* Extract
With all the responsibilities that we juggle, hearing someone tell you he’ll cover the bills may sound like a relief. But if an abuser says this, it could be a slippery slope to other malicious behavior. Financial abuse, sometimes called “economic abuse,” is a common tactic used by abusive partners and family members.
While we can’t pinpoint how common financial abuse is, a 2008 study published in the journal Violence Against Women says 99% of domestic violence survivors had also experienced financial abuse. This Michigan State University study, titled “Development of the scale of economic abuse,” found this number based on interviews with 103 survivors.
What is financial abuse?
The National Network to End Domestic Violence (NNEDV), which is a nonprofit organization that advocates for domestic violence awareness, defines financial abuse as a situation where one person uses money to control the victim. When the victim feels financially dependent on the abuser, the victim feels obligated to stay with the abuser or obey his demands.“Financial abuse – along with emotional, physical, and sexual abuse – includes behaviors to intentionally manipulate, intimidate, and threaten the victim in order to entrap that person in the relationship,” says the NNEDV. The organization’s website says financial abuse may subtly progress over time. What could start as “covering the bills” can turn into something more deceptive.

* Available data
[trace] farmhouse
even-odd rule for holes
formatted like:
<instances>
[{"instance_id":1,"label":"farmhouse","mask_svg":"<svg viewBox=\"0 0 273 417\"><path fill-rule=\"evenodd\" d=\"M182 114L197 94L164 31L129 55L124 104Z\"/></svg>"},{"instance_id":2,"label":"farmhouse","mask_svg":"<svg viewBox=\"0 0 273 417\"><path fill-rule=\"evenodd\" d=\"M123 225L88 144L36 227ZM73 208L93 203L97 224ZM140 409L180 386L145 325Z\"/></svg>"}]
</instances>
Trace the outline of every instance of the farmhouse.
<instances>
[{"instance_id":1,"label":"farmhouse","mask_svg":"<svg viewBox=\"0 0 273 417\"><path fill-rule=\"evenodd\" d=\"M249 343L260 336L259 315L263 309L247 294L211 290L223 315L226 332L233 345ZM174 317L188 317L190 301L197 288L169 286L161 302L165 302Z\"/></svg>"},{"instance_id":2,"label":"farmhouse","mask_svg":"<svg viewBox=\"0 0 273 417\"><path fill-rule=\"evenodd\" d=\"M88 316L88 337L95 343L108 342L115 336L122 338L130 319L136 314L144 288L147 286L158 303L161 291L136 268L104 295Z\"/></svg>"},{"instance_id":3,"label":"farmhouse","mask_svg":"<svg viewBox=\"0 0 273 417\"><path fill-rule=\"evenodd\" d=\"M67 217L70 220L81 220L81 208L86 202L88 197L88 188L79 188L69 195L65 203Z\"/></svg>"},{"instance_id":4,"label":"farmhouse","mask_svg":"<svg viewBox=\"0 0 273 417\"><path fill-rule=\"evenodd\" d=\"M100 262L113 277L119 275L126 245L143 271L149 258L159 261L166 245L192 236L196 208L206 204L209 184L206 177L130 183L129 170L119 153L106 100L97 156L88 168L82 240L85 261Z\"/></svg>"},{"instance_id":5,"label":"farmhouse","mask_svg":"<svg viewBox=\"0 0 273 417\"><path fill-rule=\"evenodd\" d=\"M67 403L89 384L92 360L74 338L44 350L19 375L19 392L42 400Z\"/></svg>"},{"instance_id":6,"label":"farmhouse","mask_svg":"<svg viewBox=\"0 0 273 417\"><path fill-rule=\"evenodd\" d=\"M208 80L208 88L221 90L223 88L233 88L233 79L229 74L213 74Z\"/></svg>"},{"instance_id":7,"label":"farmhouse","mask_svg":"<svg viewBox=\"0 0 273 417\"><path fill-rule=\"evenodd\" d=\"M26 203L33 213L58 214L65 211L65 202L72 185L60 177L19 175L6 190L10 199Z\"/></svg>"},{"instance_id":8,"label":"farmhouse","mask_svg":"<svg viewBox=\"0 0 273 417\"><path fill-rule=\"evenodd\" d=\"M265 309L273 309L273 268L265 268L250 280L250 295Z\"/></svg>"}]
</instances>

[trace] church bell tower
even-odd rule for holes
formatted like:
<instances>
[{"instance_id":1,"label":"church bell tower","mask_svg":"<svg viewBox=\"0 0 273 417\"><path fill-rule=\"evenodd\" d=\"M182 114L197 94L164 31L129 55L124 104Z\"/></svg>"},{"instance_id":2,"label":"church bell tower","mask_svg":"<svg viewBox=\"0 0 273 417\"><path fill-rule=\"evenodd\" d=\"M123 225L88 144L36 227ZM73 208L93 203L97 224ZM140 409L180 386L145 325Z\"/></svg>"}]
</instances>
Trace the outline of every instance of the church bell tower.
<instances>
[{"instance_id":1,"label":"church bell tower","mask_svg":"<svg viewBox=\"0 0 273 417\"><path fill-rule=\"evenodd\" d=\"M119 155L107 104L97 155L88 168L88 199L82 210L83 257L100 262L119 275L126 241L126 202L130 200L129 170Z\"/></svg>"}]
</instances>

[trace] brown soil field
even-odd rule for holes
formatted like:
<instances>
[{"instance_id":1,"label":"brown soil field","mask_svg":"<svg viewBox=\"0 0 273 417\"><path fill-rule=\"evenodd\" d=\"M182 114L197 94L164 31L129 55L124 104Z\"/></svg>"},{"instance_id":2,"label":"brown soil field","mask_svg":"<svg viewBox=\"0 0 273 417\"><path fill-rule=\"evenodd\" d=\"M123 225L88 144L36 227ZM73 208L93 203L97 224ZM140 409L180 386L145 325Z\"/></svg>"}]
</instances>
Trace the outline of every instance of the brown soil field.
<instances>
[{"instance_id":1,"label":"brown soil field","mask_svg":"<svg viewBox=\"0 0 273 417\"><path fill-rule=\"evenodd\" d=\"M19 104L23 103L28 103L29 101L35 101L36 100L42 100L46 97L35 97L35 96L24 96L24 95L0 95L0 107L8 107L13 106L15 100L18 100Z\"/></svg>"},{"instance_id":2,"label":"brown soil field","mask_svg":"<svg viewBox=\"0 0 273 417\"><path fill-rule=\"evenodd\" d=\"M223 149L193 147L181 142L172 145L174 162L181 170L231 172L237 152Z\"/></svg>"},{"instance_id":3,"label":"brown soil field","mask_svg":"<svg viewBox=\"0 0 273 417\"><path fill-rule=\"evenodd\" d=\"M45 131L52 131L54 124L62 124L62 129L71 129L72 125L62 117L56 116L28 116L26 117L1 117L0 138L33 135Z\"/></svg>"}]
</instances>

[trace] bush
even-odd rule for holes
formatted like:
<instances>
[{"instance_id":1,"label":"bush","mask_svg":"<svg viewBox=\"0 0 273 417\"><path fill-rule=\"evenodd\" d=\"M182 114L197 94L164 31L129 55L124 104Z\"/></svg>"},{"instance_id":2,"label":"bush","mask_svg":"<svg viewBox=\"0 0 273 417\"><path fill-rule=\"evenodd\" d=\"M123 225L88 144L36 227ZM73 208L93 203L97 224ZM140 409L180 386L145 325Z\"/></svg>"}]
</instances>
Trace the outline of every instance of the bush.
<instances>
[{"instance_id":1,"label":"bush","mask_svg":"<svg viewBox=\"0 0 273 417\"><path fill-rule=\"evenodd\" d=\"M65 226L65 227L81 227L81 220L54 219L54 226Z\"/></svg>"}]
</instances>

* Work request 1
In the text on financial abuse, how many survivors were interviewed for the 2008 Michigan State University study?
* Work request 2
Please list every form of abuse named in the NNEDV quote in the text on financial abuse.

* Answer section 1
103 survivors.

* Answer section 2
Financial abuse, emotional abuse, physical abuse, sexual abuse